*** Block opens ***
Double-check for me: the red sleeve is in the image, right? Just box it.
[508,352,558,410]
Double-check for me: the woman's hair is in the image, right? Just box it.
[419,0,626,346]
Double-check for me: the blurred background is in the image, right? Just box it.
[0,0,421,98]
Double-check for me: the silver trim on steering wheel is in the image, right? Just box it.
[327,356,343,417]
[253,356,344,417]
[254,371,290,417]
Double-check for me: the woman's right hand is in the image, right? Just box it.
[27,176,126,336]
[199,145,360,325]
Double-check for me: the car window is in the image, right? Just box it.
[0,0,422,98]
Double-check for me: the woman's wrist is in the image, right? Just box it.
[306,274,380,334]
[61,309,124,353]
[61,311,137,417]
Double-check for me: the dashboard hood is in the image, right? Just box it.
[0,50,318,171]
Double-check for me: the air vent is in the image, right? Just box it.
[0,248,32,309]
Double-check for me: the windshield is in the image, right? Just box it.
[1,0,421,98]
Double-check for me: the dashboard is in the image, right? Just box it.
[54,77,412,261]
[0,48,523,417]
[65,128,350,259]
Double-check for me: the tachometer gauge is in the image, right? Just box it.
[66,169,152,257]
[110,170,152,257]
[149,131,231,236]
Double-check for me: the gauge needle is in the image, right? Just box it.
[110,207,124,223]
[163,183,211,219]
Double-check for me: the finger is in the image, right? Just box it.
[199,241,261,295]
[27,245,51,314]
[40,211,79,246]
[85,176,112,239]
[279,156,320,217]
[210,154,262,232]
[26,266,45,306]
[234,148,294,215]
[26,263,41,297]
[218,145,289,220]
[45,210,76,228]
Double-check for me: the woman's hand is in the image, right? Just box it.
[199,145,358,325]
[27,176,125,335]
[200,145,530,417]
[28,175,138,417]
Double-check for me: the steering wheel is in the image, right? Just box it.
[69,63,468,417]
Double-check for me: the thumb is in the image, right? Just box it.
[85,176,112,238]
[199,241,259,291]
*** Block closes ***
**What is needed:** Transcribe every line of the data, exactly as it stands.

**Exercise output:**
Double-check for me: the red sleeve is in the image, right? Just box it.
[508,352,558,410]
Double-check for me: the woman's hair is in the image, right? Just box it.
[419,0,626,346]
Double-check for me: the blurred background is in the image, right? Just box it.
[0,0,421,98]
Double-check for me: the silver trim on steering wheel is in the image, right? Just box it.
[327,356,343,417]
[253,356,344,417]
[254,371,290,417]
Double-check for me: the woman's right hand is in the image, right? Just box it.
[27,176,126,336]
[199,145,360,325]
Double-check for me: the car window is in the image, right? Just box it.
[0,0,422,98]
Double-check for me: the woman's wrist is in the image, right? Just box it.
[306,274,380,334]
[61,309,124,353]
[61,311,137,417]
Double-check for me: the dashboard hood is in the image, right? Just box it.
[0,50,318,171]
Double-check for me: the air vent is in the image, right? Just box it.
[0,248,32,309]
Double-check for me: the windshield is in the image, right? Just box it.
[1,0,421,98]
Double-check for me: the dashboard is in the image, right? Just box it.
[54,77,412,261]
[0,48,523,417]
[65,128,350,259]
Double-check for me: the tachometer gauge is in the image, right? Just box it.
[66,169,152,257]
[110,170,152,257]
[149,131,231,236]
Double-check for me: the gauge needle is in the image, right? Just box it.
[110,207,124,223]
[163,183,211,219]
Double-check for me: the finger is in the image, right? Just box it.
[199,241,261,295]
[27,245,51,314]
[40,211,79,246]
[85,176,112,239]
[279,156,320,217]
[210,154,262,232]
[26,266,45,306]
[234,148,294,215]
[26,263,41,297]
[218,145,289,220]
[45,210,76,228]
Double-check for me: the woman's hand is in the image, right? Just box it.
[199,145,358,325]
[27,176,125,335]
[200,145,530,417]
[28,175,138,417]
Double-check for me: the steering wheel is in the image, right? Just box it.
[69,63,468,417]
Double-check for me: the thumb is in the image, right? Just box it.
[85,176,112,238]
[199,241,259,291]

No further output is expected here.